◆ Data listing:
* begin *

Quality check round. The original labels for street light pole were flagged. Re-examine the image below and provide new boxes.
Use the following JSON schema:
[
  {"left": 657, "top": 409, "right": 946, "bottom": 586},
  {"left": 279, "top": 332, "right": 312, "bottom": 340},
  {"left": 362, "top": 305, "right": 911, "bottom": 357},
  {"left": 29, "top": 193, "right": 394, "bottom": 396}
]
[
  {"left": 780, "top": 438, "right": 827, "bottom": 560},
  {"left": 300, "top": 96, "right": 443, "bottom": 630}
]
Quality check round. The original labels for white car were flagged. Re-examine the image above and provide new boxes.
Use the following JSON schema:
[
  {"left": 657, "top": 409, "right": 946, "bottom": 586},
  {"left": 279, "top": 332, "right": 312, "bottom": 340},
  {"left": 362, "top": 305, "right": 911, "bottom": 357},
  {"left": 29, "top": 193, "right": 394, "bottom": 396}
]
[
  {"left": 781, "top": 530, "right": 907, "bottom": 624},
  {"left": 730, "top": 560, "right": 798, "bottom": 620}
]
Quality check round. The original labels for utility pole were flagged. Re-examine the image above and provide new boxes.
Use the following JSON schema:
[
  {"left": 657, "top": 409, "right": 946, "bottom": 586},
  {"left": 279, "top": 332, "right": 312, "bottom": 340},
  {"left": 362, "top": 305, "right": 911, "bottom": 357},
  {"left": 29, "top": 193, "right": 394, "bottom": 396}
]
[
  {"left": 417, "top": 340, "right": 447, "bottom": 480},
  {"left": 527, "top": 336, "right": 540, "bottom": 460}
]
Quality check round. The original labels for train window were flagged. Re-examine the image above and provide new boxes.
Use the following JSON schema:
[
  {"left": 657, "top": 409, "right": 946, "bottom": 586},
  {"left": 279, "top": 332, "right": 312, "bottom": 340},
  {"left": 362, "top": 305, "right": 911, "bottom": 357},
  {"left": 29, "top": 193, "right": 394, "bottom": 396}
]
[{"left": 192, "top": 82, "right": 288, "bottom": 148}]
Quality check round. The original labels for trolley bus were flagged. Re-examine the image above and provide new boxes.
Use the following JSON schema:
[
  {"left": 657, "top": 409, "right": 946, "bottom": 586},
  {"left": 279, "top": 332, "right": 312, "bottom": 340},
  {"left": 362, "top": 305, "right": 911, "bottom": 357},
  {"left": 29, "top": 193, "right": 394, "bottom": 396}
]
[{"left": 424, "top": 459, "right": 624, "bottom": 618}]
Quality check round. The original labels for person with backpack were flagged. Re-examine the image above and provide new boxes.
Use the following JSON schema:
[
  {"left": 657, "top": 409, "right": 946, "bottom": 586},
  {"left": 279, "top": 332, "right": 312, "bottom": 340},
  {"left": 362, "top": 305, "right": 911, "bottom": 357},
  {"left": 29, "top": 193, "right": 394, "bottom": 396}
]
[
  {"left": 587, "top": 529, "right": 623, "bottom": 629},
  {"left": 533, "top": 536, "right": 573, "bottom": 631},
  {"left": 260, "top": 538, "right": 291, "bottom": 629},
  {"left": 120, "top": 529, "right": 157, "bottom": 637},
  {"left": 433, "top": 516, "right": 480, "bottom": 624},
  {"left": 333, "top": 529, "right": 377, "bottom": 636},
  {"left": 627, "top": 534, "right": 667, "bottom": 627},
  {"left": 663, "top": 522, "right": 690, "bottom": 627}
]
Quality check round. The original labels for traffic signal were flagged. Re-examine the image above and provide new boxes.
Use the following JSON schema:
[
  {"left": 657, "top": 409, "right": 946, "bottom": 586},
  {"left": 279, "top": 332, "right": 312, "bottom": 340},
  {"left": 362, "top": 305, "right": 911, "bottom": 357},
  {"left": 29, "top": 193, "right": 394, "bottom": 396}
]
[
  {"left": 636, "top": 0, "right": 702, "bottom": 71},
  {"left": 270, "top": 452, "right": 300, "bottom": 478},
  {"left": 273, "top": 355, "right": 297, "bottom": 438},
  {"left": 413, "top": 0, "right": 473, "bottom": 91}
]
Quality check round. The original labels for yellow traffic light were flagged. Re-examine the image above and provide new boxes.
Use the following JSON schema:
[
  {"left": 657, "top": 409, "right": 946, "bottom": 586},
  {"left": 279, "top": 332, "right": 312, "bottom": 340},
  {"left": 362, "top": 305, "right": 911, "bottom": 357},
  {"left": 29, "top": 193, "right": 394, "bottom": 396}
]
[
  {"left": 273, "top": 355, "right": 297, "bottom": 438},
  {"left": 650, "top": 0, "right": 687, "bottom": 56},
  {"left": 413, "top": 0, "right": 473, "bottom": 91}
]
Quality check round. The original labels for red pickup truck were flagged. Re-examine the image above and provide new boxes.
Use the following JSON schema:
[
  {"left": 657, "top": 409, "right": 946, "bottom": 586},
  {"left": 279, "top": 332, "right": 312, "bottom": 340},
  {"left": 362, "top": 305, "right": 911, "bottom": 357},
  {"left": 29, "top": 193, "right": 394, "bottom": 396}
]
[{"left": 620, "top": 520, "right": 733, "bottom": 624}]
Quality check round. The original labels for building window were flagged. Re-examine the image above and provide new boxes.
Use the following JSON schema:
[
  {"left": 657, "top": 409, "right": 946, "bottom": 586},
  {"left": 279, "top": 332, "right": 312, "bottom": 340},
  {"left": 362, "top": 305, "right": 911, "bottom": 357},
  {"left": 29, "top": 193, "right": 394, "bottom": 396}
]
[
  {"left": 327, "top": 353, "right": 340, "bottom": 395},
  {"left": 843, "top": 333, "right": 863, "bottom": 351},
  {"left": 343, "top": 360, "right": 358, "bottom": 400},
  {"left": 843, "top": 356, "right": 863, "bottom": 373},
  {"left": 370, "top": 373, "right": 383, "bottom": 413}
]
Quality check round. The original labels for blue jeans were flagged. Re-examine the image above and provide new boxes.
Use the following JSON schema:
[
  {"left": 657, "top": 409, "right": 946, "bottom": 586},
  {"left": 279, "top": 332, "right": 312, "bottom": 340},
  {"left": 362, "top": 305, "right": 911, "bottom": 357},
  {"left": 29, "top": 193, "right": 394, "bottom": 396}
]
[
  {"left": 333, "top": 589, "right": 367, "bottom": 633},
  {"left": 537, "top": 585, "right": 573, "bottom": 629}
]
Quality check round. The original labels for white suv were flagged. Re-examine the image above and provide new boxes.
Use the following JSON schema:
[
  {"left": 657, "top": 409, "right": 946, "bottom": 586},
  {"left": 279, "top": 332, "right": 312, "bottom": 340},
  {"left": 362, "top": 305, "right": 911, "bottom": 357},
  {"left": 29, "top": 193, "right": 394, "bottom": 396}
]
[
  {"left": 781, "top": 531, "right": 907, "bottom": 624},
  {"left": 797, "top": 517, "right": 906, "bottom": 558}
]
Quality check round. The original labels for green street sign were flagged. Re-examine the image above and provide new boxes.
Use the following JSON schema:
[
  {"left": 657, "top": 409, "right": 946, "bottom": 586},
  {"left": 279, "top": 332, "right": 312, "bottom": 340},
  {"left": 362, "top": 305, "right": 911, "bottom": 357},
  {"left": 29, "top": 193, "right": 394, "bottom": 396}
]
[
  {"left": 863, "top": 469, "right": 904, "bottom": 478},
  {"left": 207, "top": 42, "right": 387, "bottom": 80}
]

* end *

◆ TASK INSTRUCTIONS:
Please output the entire listing exactly as it stands.

◆ THE RESULT:
Quality check round. The original labels for street light pole were flagged. Re-examine the image below and provide new boxes.
Use the following JSON schema:
[
  {"left": 657, "top": 409, "right": 946, "bottom": 586},
  {"left": 279, "top": 332, "right": 312, "bottom": 340},
  {"left": 362, "top": 305, "right": 911, "bottom": 357},
  {"left": 29, "top": 193, "right": 394, "bottom": 396}
]
[
  {"left": 780, "top": 438, "right": 827, "bottom": 560},
  {"left": 300, "top": 96, "right": 443, "bottom": 630}
]
Quality check round. The original labels for white car were flagged. Re-examine the image above and provide new boxes.
Use the following JSON schema:
[
  {"left": 657, "top": 409, "right": 946, "bottom": 586},
  {"left": 279, "top": 332, "right": 312, "bottom": 340},
  {"left": 362, "top": 305, "right": 911, "bottom": 357},
  {"left": 29, "top": 193, "right": 394, "bottom": 396}
]
[
  {"left": 781, "top": 530, "right": 907, "bottom": 624},
  {"left": 730, "top": 560, "right": 798, "bottom": 620}
]
Quality check round. The original labels for utility pole were flagged. Re-examine the image above and provide new boxes.
Use the following JSON schema:
[
  {"left": 657, "top": 409, "right": 946, "bottom": 586},
  {"left": 279, "top": 332, "right": 312, "bottom": 340},
  {"left": 362, "top": 305, "right": 911, "bottom": 357},
  {"left": 29, "top": 193, "right": 394, "bottom": 396}
]
[
  {"left": 417, "top": 340, "right": 447, "bottom": 480},
  {"left": 527, "top": 336, "right": 540, "bottom": 460}
]
Quality check round. The original labels for train window were flagged. Re-examine the image above and provide new boxes.
Use the following JSON schema:
[
  {"left": 657, "top": 409, "right": 946, "bottom": 586},
  {"left": 279, "top": 332, "right": 312, "bottom": 340},
  {"left": 362, "top": 305, "right": 911, "bottom": 357},
  {"left": 29, "top": 193, "right": 394, "bottom": 396}
]
[{"left": 192, "top": 82, "right": 288, "bottom": 148}]
Quality check round. The original labels for trolley bus were flagged. Re-examine the image above and provide new boxes.
Use the following JSON schema:
[
  {"left": 657, "top": 409, "right": 946, "bottom": 586},
  {"left": 279, "top": 332, "right": 312, "bottom": 340},
  {"left": 362, "top": 305, "right": 911, "bottom": 357},
  {"left": 29, "top": 193, "right": 394, "bottom": 396}
]
[{"left": 424, "top": 459, "right": 624, "bottom": 618}]
Quality check round. The original labels for person with backpack were flagged. Re-examine the image above and provide new boxes.
Use the following JSON schema:
[
  {"left": 657, "top": 409, "right": 946, "bottom": 586},
  {"left": 279, "top": 332, "right": 312, "bottom": 340},
  {"left": 362, "top": 305, "right": 911, "bottom": 357},
  {"left": 29, "top": 193, "right": 394, "bottom": 396}
]
[
  {"left": 587, "top": 529, "right": 623, "bottom": 629},
  {"left": 533, "top": 536, "right": 573, "bottom": 631},
  {"left": 260, "top": 538, "right": 291, "bottom": 629},
  {"left": 120, "top": 529, "right": 157, "bottom": 637},
  {"left": 433, "top": 516, "right": 480, "bottom": 624},
  {"left": 333, "top": 529, "right": 377, "bottom": 636},
  {"left": 627, "top": 534, "right": 667, "bottom": 627},
  {"left": 663, "top": 522, "right": 690, "bottom": 627}
]
Quality check round. The original labels for traffic signal were flagged. Re-examine the image above and provide new boxes.
Use the following JSON schema:
[
  {"left": 657, "top": 409, "right": 946, "bottom": 586},
  {"left": 279, "top": 332, "right": 312, "bottom": 340},
  {"left": 362, "top": 305, "right": 911, "bottom": 357},
  {"left": 29, "top": 193, "right": 394, "bottom": 396}
]
[
  {"left": 636, "top": 0, "right": 702, "bottom": 71},
  {"left": 270, "top": 452, "right": 300, "bottom": 478},
  {"left": 273, "top": 355, "right": 297, "bottom": 438},
  {"left": 413, "top": 0, "right": 473, "bottom": 91}
]
Quality check round. The original labels for yellow traffic light were flagged. Re-examine the image above and provide new boxes.
Use the following JSON schema:
[
  {"left": 657, "top": 409, "right": 946, "bottom": 586},
  {"left": 279, "top": 332, "right": 312, "bottom": 340},
  {"left": 362, "top": 305, "right": 911, "bottom": 357},
  {"left": 29, "top": 193, "right": 394, "bottom": 396}
]
[
  {"left": 273, "top": 355, "right": 297, "bottom": 438},
  {"left": 650, "top": 0, "right": 687, "bottom": 56},
  {"left": 413, "top": 0, "right": 473, "bottom": 91}
]
Quality check round. The original labels for red pickup truck were flagged. Re-examine the image above and provide new boxes.
Use the following JSON schema:
[
  {"left": 657, "top": 409, "right": 946, "bottom": 586},
  {"left": 279, "top": 332, "right": 312, "bottom": 340},
  {"left": 362, "top": 305, "right": 911, "bottom": 357},
  {"left": 29, "top": 193, "right": 394, "bottom": 396}
]
[{"left": 620, "top": 520, "right": 733, "bottom": 624}]
Quality check round. The original labels for building window were flagged. Re-examine the image above and provide new boxes.
Use the following JSON schema:
[
  {"left": 657, "top": 409, "right": 946, "bottom": 586},
  {"left": 279, "top": 332, "right": 312, "bottom": 340},
  {"left": 362, "top": 305, "right": 911, "bottom": 357},
  {"left": 29, "top": 193, "right": 394, "bottom": 396}
]
[
  {"left": 327, "top": 353, "right": 340, "bottom": 395},
  {"left": 843, "top": 333, "right": 863, "bottom": 351},
  {"left": 343, "top": 360, "right": 358, "bottom": 400},
  {"left": 843, "top": 356, "right": 863, "bottom": 373},
  {"left": 370, "top": 373, "right": 383, "bottom": 413}
]
Quality check round. The original labels for blue jeans were flagged. Re-examine the image above and provide new boxes.
Use the following JSON schema:
[
  {"left": 657, "top": 409, "right": 946, "bottom": 586},
  {"left": 279, "top": 332, "right": 312, "bottom": 340},
  {"left": 362, "top": 305, "right": 911, "bottom": 357},
  {"left": 29, "top": 193, "right": 394, "bottom": 396}
]
[
  {"left": 333, "top": 589, "right": 367, "bottom": 633},
  {"left": 537, "top": 585, "right": 573, "bottom": 629}
]
Quality check round. The original labels for white suv were flagged. Re-examine the image above and provide new boxes.
Use the following JSON schema:
[
  {"left": 657, "top": 409, "right": 946, "bottom": 586},
  {"left": 279, "top": 332, "right": 312, "bottom": 340},
  {"left": 362, "top": 305, "right": 911, "bottom": 357},
  {"left": 29, "top": 193, "right": 394, "bottom": 396}
]
[
  {"left": 781, "top": 531, "right": 907, "bottom": 624},
  {"left": 797, "top": 517, "right": 906, "bottom": 558}
]
Quality check round. The original labels for green street sign were flagged. Re-examine the image above and provide new boxes.
Use the following JSON schema:
[
  {"left": 657, "top": 409, "right": 946, "bottom": 586},
  {"left": 279, "top": 332, "right": 312, "bottom": 340},
  {"left": 362, "top": 305, "right": 911, "bottom": 357},
  {"left": 29, "top": 193, "right": 394, "bottom": 396}
]
[
  {"left": 863, "top": 469, "right": 904, "bottom": 478},
  {"left": 207, "top": 42, "right": 387, "bottom": 80}
]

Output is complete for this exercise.